_WHAT IS EXPECTED_
Can you return all the records below word for word, leaving the pictures out?

_SUPPLIED ENTRIES_

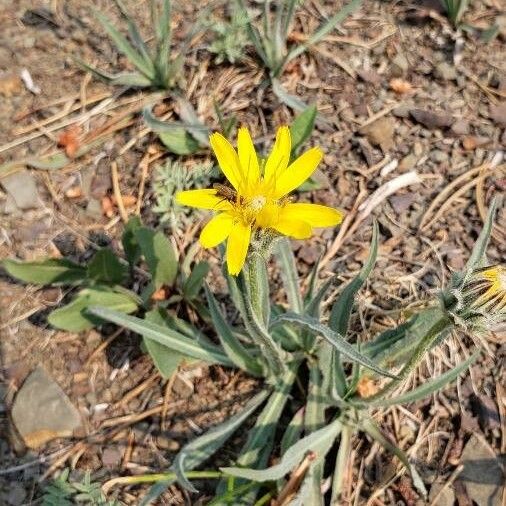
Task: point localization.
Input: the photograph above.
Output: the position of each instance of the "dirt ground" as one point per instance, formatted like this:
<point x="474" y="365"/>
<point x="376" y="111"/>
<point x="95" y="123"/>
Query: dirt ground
<point x="400" y="93"/>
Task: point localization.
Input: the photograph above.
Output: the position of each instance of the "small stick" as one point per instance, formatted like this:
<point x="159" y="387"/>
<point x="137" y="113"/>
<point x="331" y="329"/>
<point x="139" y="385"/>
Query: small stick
<point x="117" y="191"/>
<point x="136" y="417"/>
<point x="137" y="390"/>
<point x="451" y="479"/>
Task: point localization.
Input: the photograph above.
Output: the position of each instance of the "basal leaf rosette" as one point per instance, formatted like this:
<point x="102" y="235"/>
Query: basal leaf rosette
<point x="258" y="199"/>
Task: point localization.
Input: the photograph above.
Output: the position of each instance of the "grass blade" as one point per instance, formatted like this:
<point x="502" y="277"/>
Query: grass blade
<point x="427" y="388"/>
<point x="341" y="310"/>
<point x="233" y="348"/>
<point x="325" y="28"/>
<point x="145" y="66"/>
<point x="333" y="338"/>
<point x="370" y="427"/>
<point x="201" y="448"/>
<point x="286" y="260"/>
<point x="318" y="442"/>
<point x="166" y="336"/>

_WRITTEN RESPONSE_
Task: point localization.
Input: the photograph above.
Output: the position of each instance of the "dirt ground" as one point per instance, formatted like this:
<point x="474" y="365"/>
<point x="376" y="111"/>
<point x="95" y="123"/>
Query: dirt ground
<point x="400" y="93"/>
Task: point localization.
Input: the photograph above.
Output: the position of each instance of the "small stick" as one point per instance, formatted like this:
<point x="159" y="387"/>
<point x="137" y="113"/>
<point x="331" y="329"/>
<point x="139" y="385"/>
Query: small stick
<point x="117" y="191"/>
<point x="136" y="417"/>
<point x="137" y="390"/>
<point x="451" y="479"/>
Task: point localization.
Input: the photograph above.
Output: the position of each instance of the "basal leaf rosette" as one point per instance, formatted like this:
<point x="102" y="235"/>
Query: basal leaf rosette
<point x="258" y="199"/>
Task: point localization.
Input: the photograph above.
Output: the position of each instance of the "grass blade" as one point per instance, formatted like this:
<point x="502" y="277"/>
Query: grass blade
<point x="427" y="388"/>
<point x="341" y="310"/>
<point x="233" y="348"/>
<point x="325" y="28"/>
<point x="145" y="66"/>
<point x="333" y="338"/>
<point x="370" y="427"/>
<point x="201" y="448"/>
<point x="286" y="260"/>
<point x="318" y="442"/>
<point x="166" y="336"/>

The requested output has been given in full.